**Travail demandé**.
**a)** Pouvez-vous reprendre l'article sur la mobilisation du 5 décembre en commençant par « D’emblée donc, ce » et en allant jusqu'à « son monde ! », avec « défense » remplacé par « protection » ?
**b)** Pourriez-vous écrire la suite de l'article sur la mobilisation du 5 décembre, à partir de sa dernière phrase ?

La journée du 5 décembre aura marqué une nouvelle étape de l’histoire des luttes
Celle du nombre de paricipant-es dès le premier jour, celle d’une convergence se concrétisant
Photo Reporterre
Primo, à contrario des grandes mobilisations d’y hier, où les travailleureuses gonflaient les manifestations au fur et à mesure de l’insensibilité affichée des gouvernements concernés (sans remonter trop dans le temps) : 1995 et l’attaque sur les statuts des futurs retraité-es du Public ; puis en 2006 contre l’article 8 (le CPE) de la loi sur la négociation collective ; en 2010, à nouveau pour la défense des retraites du privé et du public ; enfin, moins mobilisateurs les luttent contre les lois travail de 2016 – mais avec un dure grève des cheminots déjà, puis 2018, ce 5 décembre – quoi qu’en disent le PPA (le parti de la presse et de l’argent) – aura mobilisé entre 1 et 1 million & demi de manifestant-es. A cela s’ajoute les milliers (oui, des milliers) d’appel à la grève aussi bien dans le public que dans le privé.
D’emblée donc, ce premier jour offensif dépasse déjà le million de participant-es (une première), et tout laisse à penser que le combat contre la politique néolibérale se prolongera à minimal jusqu’au réveillon et gonflera la participation si Macron et sa bande ne font pas marche arrière.
Secundo, la convergence tant espérée par le « mouvement social » s’affirme un peu plus : mot d’ordre et revendications diverses sont exprimées à tout va : défense des retraites, pour les services de proximité, la défense du climat, contre l’enfouissement des déchets irrémédiablement toxiques, contre le chômage et la précarité, etc. Finalement contre Macron et son monde !
Début également d’une convergence entre les profs, les pompiers, les personnels de santé, du transport, du commerce et de l’industrie, bref, de l’ensemble des secteurs d’activité et de branche…
Convergence encore entre salarié-es syndiqué-es et non syndiqué-es, gilets jaunes, écolos…
Les temps sont de plus en plus difficiles pour presque tous et toutes, quelle que soit la latitude, les classes populaires sont en lutte dans de nombreux pays. Ici en France, les contres réformes et les dégradations des droits sociaux, des conditions d’existence et des droits fondamentaux ont engendré non plus une « fracture sociale » – formule chiraquienne pour faire abstraction de la lutte des classes – mais bien une fracture profonde et définitive entre le peuple des travailleureuses et les classes dirigeantes (gouvernement, patronat).

**Données fournies**.

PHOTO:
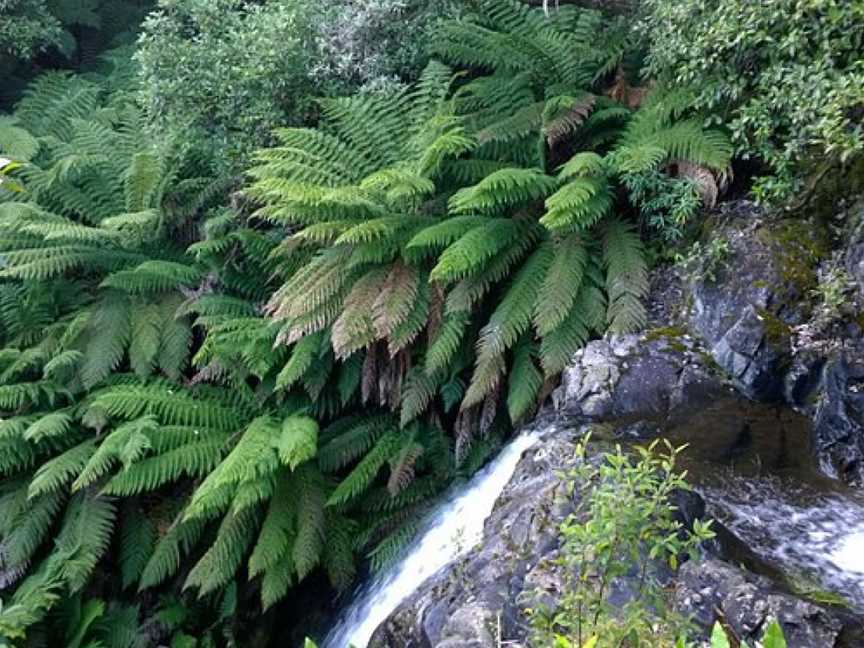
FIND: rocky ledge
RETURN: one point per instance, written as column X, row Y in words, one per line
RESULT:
column 745, row 323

**Réponses par consigne**.
**a)**
D’emblée donc, ce premier jour offensif dépasse déjà le million de participant-es (une première), et tout laisse à penser que le combat contre la politique néolibérale se prolongera à minimal jusqu’au réveillon et gonflera la participation si Macron et sa bande ne font pas marche arrière.
Secundo, la convergence tant espérée par le « mouvement social » s’affirme un peu plus : mot d’ordre et revendications diverses sont exprimées à tout va : protection des retraites, pour les services de proximité, la protection du climat, contre l’enfouissement des déchets irrémédiablement toxiques, contre le chômage et la précarité, etc. Finalement contre Macron et son monde !

**b)**
Les tenants du capital n’ont que faire de l’écologie – se vautrant dans un environnement charmant. Ils n’ont que faire des travailleureuses – puisque ne manquant de rien (matériellement parlant). Cette caricature, illustrant la réalité, les classes populaires n’en veulent plus !
Prenons en exemple la logique de profit et de la rentabilité jusqu’au-boutiste, avec cet article paru dans Alterpresse, à travers le prisme du service public :
A l’orée du 5 décembre, sauvegarder et étendre le service public :
un exemple à Mulhouse et en France
Le service public de plein exercice regagnera-t-il ses lettres de noblesse, à l’heure où l’ordre économique néolibéral et les modèles de croissance, de production et de consommation parviennent à saturation, et sont doublées d’une impasse idéologique manifeste ? Il y a loin de la coupe aux lèvres lippues des libéraux libidineux.
Selon un sondage publié récemment par l’institut Odoxa, 9 Français sur 10 considèrent comme essentiel de préserver les services publics de proximité. Dans la perspective des prochaines élections municipales, cela ne peut que forcer les candidats et candidates à s’interroger sur l’immense attente des concitoyens, électeurs, en la matière.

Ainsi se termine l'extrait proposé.